Stored records:
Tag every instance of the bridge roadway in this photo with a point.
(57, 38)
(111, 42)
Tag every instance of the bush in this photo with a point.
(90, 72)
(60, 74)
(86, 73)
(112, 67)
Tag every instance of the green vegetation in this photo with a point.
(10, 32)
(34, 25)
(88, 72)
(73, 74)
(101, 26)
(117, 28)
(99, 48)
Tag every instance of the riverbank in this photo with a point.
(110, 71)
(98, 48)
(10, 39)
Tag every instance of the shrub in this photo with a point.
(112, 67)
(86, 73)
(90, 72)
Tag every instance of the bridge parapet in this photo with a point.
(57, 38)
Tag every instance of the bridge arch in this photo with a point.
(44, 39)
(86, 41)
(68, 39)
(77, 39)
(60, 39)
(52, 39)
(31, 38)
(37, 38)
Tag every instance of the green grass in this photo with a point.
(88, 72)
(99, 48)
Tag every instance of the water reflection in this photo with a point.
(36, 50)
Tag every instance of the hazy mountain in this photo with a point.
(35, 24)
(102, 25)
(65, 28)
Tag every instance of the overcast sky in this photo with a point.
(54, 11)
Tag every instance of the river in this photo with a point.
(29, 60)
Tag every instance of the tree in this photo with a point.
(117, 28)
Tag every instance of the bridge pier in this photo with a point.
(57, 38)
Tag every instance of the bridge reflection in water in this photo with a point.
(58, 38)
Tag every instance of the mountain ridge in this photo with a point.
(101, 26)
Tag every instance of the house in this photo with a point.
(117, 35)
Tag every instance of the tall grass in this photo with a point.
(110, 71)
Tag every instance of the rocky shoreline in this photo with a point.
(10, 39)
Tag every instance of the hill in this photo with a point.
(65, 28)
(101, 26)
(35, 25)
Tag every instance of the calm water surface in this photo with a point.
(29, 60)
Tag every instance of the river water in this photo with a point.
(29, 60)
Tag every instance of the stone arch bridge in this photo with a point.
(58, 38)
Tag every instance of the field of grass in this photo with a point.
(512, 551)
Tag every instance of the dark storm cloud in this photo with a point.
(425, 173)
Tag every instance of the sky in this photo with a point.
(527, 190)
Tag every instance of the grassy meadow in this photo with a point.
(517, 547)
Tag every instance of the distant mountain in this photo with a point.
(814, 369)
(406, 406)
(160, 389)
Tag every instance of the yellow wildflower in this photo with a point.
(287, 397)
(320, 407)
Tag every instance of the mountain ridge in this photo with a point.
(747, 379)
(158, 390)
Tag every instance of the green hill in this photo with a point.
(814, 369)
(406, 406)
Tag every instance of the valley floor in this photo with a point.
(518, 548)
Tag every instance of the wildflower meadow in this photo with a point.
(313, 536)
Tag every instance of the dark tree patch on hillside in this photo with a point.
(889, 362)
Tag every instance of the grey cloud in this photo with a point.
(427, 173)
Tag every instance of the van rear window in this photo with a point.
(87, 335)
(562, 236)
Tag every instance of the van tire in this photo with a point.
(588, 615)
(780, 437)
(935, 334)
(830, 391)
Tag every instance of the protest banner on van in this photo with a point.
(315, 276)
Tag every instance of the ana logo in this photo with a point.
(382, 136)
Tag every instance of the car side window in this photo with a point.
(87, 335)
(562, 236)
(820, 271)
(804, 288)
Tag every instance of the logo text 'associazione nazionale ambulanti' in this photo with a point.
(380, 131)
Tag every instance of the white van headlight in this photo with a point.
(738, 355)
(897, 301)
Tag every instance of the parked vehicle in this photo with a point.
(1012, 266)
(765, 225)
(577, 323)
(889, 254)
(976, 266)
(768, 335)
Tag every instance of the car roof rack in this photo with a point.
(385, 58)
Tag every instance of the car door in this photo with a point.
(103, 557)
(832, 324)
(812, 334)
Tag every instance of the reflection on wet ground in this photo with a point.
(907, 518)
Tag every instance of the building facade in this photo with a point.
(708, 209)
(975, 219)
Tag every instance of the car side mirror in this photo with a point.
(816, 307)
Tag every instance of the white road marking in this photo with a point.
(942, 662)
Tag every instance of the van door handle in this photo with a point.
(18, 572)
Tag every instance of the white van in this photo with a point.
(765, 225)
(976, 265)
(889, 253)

The exercise:
Reproduce every line of the data above word for word, leaving nothing out.

Response below:
Tag every instance of the bridge roadway in this photo with a point.
(57, 38)
(111, 42)
Tag every instance of the bush in this photo with a point.
(90, 72)
(60, 74)
(86, 73)
(112, 67)
Tag every instance of the green vegetation in this photo with a point.
(10, 32)
(34, 25)
(88, 72)
(73, 74)
(101, 26)
(117, 28)
(99, 48)
Tag every instance of the riverbank in this photo with a point.
(110, 71)
(98, 48)
(10, 39)
Tag every instance of the shrub in this photo with a point.
(112, 67)
(86, 73)
(90, 72)
Tag every instance of the bridge parapet in this photo with a point.
(57, 38)
Tag every instance of the bridge arch in this photo with a point.
(44, 39)
(86, 41)
(68, 39)
(77, 39)
(60, 39)
(52, 39)
(31, 38)
(37, 38)
Tag every instance of the green grass in this photo with a point.
(88, 72)
(99, 48)
Tag every instance of the water reflection in this photo with a point.
(36, 50)
Tag every instance of the hazy mountain in this photo with a point.
(35, 24)
(102, 25)
(65, 28)
Tag every instance of the overcast sky in this photo with a point.
(54, 11)
Tag every instance of the river in this photo with a point.
(29, 60)
Tag every instance of the tree in this photo with a point.
(117, 28)
Tag every instance of the bridge pier in this photo with a point.
(57, 38)
Tag every instance of the bridge reflection in water in this photo with a point.
(58, 38)
Tag every instance of the mountain ridge in this photo with a point.
(101, 26)
Tag every instance of the house in this photo with a point.
(117, 35)
Tag every instance of the tall grass in this photo with a point.
(110, 71)
Tag every instance of the rocky shoreline in this photo with a point.
(10, 39)
Tag every instance of the hill in this photo with a point.
(65, 28)
(101, 26)
(35, 25)
Tag every instance of the calm water surface in this photo with a point.
(29, 60)
Tag every instance of the river water in this photo with a point.
(29, 60)
Tag every instance of the stone arch bridge in this photo with a point.
(58, 38)
Tag every instance of the field of grass in this photo with a point.
(512, 551)
Tag every instance of the dark storm cloud in this photo with a point.
(425, 173)
Tag every instance of the sky in this photo with a point.
(527, 190)
Tag every instance of the grassy meadow in this photo with a point.
(517, 547)
Tag every instance of the distant mountain in this photo with a point.
(814, 369)
(406, 406)
(160, 389)
Tag every instance of the yellow wildflower in this photo with a point.
(287, 397)
(320, 407)
Tag every instance of the mountain ridge in this photo with a point.
(747, 379)
(158, 390)
Tag every instance of the green hill in this photo with a point.
(814, 369)
(406, 406)
Tag every instance of the valley floor in this photo with a point.
(518, 548)
Tag every instance of the wildflower meadow in this photo with a point.
(313, 536)
Tag every instance of the dark tree patch on hillside in this photo with a point.
(889, 362)
Tag every instance of the grey cloud in this photo with a point.
(427, 173)
Tag every instance of the van rear window in this photo with a point.
(87, 335)
(562, 236)
Tag every instance of the van tire in this photo with a point.
(588, 615)
(780, 437)
(935, 334)
(830, 391)
Tag every instance of the protest banner on van in this photo with a point.
(315, 276)
Tag every instance of the ana logo in this photo with a point.
(382, 136)
Tag every instance of the car side window in this photo with a point.
(87, 335)
(562, 236)
(820, 271)
(804, 288)
Tag every instance of the logo text 'associazione nazionale ambulanti' in this photo with a point.
(380, 131)
Tag every instance of the white van headlight in this photo with a point.
(738, 355)
(897, 301)
Tag every instance of the parked vehicle in this photo with a point.
(1012, 266)
(765, 225)
(577, 323)
(889, 254)
(976, 266)
(768, 335)
Tag every instance of the car roof rack in this photo with a point.
(385, 58)
Tag every instance of the car door in this photo with a point.
(103, 557)
(832, 324)
(812, 334)
Tag every instance of the reflection on wet ground in this photo with a point.
(907, 518)
Tag every instance of the building facade in this photo with a point.
(708, 209)
(975, 219)
Tag every instance of the car side mirror in this photo with a point.
(816, 307)
Tag every instance of the white road marking in this photo with a point.
(942, 662)
Tag every instance of the van door handle in this photo with a point.
(18, 572)
Tag every instance of the white van in this photo with a point.
(765, 225)
(976, 265)
(889, 253)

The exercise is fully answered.